» Job: Write out, character for character, the part of the material that opens with its first line and closes with the line containing "(1239, 238)", including both of those lines.

%%

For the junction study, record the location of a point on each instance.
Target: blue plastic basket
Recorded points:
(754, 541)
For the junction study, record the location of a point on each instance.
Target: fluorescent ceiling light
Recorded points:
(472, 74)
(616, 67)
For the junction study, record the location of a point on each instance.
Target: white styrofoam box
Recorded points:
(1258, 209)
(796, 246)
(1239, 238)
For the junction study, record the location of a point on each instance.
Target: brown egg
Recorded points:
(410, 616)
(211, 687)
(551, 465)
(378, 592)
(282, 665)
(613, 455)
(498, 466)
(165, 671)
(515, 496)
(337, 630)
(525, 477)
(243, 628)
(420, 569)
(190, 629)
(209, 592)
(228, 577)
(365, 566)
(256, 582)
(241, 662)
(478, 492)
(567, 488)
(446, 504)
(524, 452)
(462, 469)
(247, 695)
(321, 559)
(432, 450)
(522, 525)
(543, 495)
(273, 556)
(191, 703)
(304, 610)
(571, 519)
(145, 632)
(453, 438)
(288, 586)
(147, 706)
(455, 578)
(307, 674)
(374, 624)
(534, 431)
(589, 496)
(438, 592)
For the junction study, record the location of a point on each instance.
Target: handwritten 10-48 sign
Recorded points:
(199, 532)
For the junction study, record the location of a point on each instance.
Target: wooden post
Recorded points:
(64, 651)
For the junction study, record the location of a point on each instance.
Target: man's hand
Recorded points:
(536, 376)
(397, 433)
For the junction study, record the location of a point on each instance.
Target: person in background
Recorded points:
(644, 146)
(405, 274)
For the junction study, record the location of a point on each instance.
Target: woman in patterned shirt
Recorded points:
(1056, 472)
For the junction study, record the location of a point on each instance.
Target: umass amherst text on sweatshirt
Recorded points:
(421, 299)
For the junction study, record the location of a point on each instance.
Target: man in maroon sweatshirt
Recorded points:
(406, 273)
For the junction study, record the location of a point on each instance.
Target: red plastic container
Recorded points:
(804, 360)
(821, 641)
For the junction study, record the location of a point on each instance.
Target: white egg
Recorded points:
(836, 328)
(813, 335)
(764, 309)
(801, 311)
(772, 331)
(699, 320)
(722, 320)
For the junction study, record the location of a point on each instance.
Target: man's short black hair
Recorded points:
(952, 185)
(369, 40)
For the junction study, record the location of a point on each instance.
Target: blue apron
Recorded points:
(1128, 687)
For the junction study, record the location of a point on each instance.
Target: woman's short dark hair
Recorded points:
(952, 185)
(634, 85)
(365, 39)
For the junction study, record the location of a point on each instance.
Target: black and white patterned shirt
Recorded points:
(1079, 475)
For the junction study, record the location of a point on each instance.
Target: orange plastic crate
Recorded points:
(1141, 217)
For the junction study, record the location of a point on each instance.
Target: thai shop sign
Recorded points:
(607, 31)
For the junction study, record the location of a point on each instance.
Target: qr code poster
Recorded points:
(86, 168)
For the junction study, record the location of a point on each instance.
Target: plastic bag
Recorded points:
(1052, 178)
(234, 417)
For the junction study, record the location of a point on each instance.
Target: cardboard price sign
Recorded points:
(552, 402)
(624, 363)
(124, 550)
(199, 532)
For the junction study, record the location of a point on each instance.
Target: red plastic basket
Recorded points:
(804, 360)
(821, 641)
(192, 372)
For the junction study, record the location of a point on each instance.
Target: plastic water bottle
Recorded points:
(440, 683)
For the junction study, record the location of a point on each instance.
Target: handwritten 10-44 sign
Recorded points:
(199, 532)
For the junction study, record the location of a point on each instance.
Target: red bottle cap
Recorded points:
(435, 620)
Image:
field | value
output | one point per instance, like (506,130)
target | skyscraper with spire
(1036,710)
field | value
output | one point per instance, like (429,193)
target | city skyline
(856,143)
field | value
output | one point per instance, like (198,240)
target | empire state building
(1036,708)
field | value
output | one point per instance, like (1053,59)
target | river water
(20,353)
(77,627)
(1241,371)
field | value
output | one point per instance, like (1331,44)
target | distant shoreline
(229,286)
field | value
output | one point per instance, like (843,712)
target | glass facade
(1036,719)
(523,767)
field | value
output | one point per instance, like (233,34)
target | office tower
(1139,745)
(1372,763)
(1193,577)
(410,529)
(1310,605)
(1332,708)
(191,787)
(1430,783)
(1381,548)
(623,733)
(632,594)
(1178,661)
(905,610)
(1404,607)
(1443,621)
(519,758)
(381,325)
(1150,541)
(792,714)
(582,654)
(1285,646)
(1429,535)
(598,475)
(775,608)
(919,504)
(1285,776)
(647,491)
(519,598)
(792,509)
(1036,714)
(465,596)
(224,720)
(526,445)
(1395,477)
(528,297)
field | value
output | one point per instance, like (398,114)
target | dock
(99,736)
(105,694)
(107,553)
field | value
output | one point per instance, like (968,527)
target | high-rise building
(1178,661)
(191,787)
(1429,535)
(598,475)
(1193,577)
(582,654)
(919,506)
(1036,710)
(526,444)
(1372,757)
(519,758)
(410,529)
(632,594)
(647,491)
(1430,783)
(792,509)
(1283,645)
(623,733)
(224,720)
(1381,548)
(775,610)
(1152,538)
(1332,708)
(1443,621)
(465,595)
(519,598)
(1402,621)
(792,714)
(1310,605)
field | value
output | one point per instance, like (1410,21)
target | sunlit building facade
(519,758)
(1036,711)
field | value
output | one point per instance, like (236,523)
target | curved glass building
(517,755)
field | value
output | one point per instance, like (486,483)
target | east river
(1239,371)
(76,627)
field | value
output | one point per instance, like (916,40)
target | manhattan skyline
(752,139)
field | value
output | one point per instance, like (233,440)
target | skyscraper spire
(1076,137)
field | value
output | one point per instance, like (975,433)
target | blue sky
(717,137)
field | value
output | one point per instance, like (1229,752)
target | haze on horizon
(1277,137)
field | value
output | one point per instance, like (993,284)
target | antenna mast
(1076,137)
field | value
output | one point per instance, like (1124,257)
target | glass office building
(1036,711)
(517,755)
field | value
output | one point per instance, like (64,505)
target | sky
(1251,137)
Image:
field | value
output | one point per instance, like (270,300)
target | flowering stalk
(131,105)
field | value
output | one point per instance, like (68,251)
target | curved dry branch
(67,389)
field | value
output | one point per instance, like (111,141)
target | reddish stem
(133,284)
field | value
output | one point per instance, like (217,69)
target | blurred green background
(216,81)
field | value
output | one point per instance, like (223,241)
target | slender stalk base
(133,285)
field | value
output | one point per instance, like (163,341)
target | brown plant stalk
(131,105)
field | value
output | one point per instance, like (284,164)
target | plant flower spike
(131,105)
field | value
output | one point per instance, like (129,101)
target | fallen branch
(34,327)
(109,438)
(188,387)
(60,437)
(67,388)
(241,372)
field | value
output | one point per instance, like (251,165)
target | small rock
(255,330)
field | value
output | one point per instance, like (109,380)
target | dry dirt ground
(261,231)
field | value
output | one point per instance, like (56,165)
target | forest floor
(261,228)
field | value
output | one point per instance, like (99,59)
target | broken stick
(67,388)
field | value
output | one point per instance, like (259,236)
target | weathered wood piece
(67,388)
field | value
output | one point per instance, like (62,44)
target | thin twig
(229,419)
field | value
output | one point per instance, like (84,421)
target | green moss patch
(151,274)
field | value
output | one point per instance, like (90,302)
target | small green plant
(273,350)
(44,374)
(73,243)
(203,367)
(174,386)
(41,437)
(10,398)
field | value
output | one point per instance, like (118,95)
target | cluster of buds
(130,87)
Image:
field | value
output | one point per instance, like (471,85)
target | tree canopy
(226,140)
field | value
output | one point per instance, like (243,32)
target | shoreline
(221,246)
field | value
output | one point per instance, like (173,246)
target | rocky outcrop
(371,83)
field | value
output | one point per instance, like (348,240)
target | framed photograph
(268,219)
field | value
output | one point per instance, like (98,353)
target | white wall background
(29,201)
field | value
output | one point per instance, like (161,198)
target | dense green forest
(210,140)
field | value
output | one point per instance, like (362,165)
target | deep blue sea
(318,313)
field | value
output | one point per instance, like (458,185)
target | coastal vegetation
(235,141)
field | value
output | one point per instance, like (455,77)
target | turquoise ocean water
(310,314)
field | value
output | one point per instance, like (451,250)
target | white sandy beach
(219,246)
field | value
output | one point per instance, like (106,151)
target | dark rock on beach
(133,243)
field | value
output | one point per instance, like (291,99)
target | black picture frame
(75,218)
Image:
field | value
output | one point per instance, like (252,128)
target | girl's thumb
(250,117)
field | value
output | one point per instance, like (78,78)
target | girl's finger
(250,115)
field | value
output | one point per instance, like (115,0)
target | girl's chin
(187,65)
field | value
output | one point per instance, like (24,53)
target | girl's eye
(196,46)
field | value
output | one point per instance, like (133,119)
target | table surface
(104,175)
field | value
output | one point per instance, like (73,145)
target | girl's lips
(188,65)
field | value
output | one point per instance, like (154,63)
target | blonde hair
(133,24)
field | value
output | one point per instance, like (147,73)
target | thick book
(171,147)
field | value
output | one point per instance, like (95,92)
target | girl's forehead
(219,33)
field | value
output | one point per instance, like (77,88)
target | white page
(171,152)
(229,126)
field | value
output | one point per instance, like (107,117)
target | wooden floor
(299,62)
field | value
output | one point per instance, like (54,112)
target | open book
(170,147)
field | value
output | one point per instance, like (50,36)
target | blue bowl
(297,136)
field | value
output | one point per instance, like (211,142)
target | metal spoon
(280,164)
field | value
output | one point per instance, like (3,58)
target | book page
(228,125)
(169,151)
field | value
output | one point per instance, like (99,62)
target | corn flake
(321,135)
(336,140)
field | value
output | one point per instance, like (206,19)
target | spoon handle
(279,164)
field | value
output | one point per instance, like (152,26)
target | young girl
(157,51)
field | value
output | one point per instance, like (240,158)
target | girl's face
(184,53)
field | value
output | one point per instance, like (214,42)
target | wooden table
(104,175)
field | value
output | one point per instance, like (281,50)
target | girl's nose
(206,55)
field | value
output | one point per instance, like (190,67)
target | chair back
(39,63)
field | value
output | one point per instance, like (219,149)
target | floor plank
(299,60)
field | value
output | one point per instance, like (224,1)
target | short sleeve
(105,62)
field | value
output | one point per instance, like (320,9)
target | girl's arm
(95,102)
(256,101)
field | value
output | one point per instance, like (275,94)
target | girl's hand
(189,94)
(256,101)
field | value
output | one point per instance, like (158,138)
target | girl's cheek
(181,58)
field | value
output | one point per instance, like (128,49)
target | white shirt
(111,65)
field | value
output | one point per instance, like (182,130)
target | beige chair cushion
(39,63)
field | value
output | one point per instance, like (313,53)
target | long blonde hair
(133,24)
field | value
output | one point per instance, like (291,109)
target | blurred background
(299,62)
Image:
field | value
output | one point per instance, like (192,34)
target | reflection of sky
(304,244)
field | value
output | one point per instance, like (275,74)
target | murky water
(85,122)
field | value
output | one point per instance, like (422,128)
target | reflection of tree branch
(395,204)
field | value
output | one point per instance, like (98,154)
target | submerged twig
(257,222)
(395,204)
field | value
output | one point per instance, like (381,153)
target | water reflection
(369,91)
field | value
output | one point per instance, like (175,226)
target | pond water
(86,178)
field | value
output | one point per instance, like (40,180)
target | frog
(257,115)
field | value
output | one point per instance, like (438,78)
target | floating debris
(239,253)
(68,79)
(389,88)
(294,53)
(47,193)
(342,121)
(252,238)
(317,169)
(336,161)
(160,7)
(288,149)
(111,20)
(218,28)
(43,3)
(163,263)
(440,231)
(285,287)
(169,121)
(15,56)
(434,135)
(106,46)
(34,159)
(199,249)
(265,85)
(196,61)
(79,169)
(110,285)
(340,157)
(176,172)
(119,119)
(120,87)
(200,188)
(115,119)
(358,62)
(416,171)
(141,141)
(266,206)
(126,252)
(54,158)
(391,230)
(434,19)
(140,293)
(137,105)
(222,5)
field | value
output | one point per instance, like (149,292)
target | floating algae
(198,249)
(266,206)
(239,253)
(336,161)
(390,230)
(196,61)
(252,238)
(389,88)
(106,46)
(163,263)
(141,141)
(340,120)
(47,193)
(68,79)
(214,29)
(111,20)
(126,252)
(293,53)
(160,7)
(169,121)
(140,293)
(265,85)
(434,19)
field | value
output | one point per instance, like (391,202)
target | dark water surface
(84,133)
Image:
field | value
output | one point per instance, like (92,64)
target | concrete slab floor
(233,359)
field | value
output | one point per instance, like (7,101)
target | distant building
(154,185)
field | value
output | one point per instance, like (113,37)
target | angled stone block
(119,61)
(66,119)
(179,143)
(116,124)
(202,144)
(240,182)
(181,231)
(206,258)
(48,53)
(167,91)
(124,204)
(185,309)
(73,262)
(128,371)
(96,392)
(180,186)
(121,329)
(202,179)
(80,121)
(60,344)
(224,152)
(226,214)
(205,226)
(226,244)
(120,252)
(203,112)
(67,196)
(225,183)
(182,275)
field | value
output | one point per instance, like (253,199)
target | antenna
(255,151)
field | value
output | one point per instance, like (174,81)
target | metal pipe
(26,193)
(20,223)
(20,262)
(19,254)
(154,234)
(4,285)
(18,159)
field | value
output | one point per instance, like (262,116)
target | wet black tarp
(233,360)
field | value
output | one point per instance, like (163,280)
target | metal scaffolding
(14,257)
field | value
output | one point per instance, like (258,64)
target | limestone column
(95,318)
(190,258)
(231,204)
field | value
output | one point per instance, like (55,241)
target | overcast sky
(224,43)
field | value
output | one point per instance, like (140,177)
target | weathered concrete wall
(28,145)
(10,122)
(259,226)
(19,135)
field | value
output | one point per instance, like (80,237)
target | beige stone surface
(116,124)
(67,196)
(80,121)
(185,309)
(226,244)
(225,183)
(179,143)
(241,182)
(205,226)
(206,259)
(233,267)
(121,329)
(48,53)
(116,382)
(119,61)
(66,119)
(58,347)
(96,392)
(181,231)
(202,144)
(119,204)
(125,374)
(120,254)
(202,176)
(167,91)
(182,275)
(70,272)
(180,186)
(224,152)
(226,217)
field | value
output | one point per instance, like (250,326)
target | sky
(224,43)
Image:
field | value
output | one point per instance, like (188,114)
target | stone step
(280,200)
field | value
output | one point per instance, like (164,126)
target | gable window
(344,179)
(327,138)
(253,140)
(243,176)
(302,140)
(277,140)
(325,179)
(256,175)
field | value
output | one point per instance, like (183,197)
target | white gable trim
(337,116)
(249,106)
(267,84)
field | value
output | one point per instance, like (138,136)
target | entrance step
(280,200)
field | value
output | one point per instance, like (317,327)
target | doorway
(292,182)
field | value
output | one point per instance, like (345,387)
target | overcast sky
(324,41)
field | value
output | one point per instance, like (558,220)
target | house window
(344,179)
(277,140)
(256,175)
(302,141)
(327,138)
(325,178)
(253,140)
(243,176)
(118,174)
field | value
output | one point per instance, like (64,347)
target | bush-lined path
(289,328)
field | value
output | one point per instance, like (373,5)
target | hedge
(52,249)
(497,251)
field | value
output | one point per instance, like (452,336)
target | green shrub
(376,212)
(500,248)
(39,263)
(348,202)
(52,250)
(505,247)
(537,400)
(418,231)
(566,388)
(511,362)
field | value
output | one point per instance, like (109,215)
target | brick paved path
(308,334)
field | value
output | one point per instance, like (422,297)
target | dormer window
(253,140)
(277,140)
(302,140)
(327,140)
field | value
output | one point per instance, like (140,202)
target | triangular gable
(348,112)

%%

» Answer below:
For the junction study, record the location of a point on each instance.
Target: blue plastic basket
Recorded points:
(754, 541)
For the junction study, record the location of a point on each instance.
Target: fluorescent ceiling light
Recorded points:
(472, 74)
(616, 67)
For the junction study, record the location of a point on each instance.
Target: white styrofoam box
Recorded points:
(1258, 209)
(796, 246)
(1239, 238)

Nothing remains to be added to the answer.